**Problem to solve:** Rewrite the data below with every instance of "spacing model" changed to "layout model". Keep everything else the same.

····················

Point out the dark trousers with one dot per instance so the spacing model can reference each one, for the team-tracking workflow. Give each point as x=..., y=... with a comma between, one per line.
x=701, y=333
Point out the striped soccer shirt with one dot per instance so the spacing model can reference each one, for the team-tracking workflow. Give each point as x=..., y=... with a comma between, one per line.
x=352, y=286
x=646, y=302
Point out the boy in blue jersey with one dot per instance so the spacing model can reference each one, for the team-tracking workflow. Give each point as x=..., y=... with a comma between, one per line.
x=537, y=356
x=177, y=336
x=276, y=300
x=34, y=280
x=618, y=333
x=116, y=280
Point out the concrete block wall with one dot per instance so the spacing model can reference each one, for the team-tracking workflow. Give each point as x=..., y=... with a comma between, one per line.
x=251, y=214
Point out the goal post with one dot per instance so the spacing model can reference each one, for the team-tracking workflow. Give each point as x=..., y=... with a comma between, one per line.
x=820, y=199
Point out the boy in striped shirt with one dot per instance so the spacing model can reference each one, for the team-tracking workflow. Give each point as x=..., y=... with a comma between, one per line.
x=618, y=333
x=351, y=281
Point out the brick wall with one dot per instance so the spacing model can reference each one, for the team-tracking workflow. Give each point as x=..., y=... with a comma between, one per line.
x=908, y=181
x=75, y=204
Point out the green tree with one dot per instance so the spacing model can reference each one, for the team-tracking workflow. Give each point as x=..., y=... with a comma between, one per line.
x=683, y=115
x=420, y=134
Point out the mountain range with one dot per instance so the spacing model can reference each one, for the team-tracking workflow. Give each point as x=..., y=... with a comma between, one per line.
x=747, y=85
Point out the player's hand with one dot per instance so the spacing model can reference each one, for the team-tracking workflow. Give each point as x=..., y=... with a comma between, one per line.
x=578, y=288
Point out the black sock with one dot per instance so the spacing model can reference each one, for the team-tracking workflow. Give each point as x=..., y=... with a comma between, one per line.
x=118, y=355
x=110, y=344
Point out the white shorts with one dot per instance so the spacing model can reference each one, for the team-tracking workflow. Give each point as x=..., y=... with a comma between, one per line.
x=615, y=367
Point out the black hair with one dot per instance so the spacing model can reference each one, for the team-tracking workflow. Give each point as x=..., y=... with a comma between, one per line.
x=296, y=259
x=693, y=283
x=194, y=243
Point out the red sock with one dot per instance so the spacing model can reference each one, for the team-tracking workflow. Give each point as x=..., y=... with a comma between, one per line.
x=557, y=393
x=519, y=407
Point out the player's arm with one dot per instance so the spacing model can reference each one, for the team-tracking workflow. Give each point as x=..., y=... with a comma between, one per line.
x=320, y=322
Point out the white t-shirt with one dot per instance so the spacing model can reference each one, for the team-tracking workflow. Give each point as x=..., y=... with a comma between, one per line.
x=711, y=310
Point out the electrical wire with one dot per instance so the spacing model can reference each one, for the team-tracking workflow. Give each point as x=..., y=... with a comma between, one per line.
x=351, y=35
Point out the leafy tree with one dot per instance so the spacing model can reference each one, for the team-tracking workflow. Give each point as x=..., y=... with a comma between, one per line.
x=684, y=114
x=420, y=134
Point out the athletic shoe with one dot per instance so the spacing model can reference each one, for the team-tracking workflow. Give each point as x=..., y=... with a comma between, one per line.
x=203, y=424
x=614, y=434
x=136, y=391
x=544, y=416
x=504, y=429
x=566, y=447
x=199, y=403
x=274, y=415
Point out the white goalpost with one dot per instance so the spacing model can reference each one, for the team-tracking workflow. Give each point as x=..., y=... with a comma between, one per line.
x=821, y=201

····················

**Expected answer:**
Point out the dark trousers with one dot per instance so the layout model can reference each one, for the team-tracking workflow. Give each point as x=..., y=... with a comma between, one per line.
x=701, y=333
Point out the striped soccer shirt with one dot per instance so the layout model can reference each one, for the team-tracking workflow. Give each point as x=..., y=... with a comma between, one per line.
x=352, y=286
x=646, y=302
Point out the boy in blue jersey with one dot per instance so the layout model can reference each one, for the team-tracking workflow. Give each point as x=..., y=... with a comma between, one per line.
x=537, y=356
x=177, y=336
x=276, y=300
x=34, y=280
x=618, y=333
x=116, y=280
Point out the concrete block wall with one dot per instance so the layout model can reference each one, for the team-tracking workflow. Give each point as x=..., y=... with a comma between, one per line.
x=251, y=214
Point out the goal post with one dot per instance so the layout model can reference each one, for the team-tracking workflow. Give each point as x=..., y=... with a comma between, one per line.
x=820, y=199
Point out the boy in striped shirt with one dot per instance so the layout model can reference each one, for the team-tracking workflow. Give each point as x=..., y=... with a comma between, one per line.
x=618, y=333
x=351, y=281
Point out the brick wall with one dot per instance so the layout model can reference each one, for the team-tracking workflow. Give each point as x=..., y=... with a comma between, one per line.
x=908, y=181
x=75, y=204
Point out the green tree with one dot per instance so the layout model can reference each one, for the team-tracking workflow. Give each point as x=..., y=... with a comma between, one per line.
x=683, y=115
x=420, y=134
Point out the mountain range with one dot per instance so the layout model can reference each one, for the team-tracking workflow. Give each point as x=..., y=... with a comma between, one per line.
x=747, y=85
Point out the player's hand with one dot per instance so the layout model can reference each one, for the team-tracking workflow. Give each point as x=..., y=... with a comma between, one per line.
x=578, y=288
Point out the black sock with one dot per instance so the layout model can reference each one, for the team-tracking workflow. Give each point as x=..., y=... with a comma between, one per line.
x=118, y=355
x=110, y=344
Point out the white shorts with one dot per instance so the layout model can reference each one, for the team-tracking workflow. Give each point as x=..., y=... with a comma between, one per line.
x=615, y=367
Point out the black hair with one dot per instance so the layout model can reference each one, for the team-tracking workflow. Give each point as x=..., y=... with a comma between, one per line.
x=296, y=259
x=693, y=283
x=194, y=243
Point out the red sock with one dot per instance so the layout model can reference each one, for the team-tracking workflow. Give each point as x=..., y=... with a comma between, one per line.
x=557, y=393
x=519, y=407
Point out the player's arm with one dot per instance so the layout model can reference each one, for the team-tracking workflow. Give each point as x=..., y=... with a comma between, one per line.
x=320, y=322
Point out the white t-shirt with one dot per instance so the layout model can reference each one, for the team-tracking workflow. Give each point as x=..., y=... with a comma between, one per line.
x=711, y=310
Point out the electrical wire with one dot per instance so the layout model can reference each one, for the team-tracking workflow. Give each point as x=..., y=... with a comma between, one per line.
x=351, y=35
Point out the leafy tree with one dot per instance so the layout model can reference each one, for the team-tracking workflow. Give each point as x=..., y=... with a comma between, one per line.
x=684, y=114
x=420, y=134
Point out the athletic shoe with one dot per instance so the layout model can reference each one, for the team-tracking workflow. Give each point as x=..., y=... with a comma between, one per line.
x=203, y=424
x=614, y=434
x=136, y=391
x=544, y=416
x=504, y=429
x=566, y=447
x=199, y=403
x=274, y=415
Point out the white goalpost with one dot per instance so the layout model can reference each one, for the team-tracking workflow. Give each point as x=..., y=... with a comma between, one per line.
x=821, y=201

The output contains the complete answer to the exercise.